__Description of the task__: Tally the rows below that contain the string "roof", and reply with the number alone.

(Entries from a pointing dataset)
____

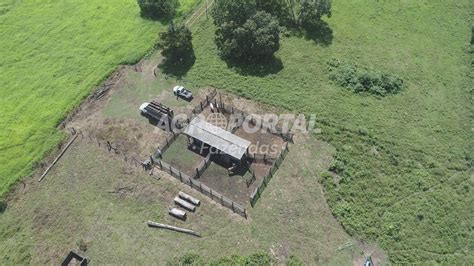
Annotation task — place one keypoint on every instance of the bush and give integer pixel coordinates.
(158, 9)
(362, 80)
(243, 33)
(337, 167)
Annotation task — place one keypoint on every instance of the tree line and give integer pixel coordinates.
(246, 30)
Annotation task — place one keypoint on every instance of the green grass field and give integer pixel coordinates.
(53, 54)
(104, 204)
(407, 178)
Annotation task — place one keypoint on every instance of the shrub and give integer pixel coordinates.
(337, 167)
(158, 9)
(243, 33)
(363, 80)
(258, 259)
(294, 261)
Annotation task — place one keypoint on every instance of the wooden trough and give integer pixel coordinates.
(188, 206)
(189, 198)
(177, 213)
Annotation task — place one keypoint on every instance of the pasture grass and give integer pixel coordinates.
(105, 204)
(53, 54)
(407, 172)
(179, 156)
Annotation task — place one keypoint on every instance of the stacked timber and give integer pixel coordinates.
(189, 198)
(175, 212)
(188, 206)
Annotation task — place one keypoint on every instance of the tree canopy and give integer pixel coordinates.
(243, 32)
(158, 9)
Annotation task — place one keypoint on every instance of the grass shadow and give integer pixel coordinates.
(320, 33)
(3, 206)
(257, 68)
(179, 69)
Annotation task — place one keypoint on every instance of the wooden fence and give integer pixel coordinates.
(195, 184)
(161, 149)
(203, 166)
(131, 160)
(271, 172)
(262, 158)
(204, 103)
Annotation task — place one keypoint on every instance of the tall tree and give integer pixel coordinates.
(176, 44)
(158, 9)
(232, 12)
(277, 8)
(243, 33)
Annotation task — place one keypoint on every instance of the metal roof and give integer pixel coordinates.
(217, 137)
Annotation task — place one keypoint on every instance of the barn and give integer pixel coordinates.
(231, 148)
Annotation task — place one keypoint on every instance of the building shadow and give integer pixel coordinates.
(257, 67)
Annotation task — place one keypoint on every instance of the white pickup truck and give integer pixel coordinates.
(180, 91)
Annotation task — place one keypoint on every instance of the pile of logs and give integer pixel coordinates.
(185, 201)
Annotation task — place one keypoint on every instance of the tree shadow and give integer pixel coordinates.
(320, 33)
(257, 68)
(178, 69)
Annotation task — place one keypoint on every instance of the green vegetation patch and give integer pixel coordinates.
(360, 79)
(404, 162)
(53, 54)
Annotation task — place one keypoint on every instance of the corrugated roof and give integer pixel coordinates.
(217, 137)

____

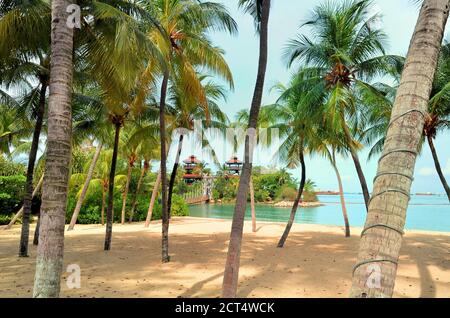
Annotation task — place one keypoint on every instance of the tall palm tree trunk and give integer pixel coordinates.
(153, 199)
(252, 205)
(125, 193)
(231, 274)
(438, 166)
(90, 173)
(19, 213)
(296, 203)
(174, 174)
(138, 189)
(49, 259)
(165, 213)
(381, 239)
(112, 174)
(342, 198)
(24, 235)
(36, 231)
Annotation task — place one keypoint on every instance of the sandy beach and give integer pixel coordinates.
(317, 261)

____

__Complete response__: 2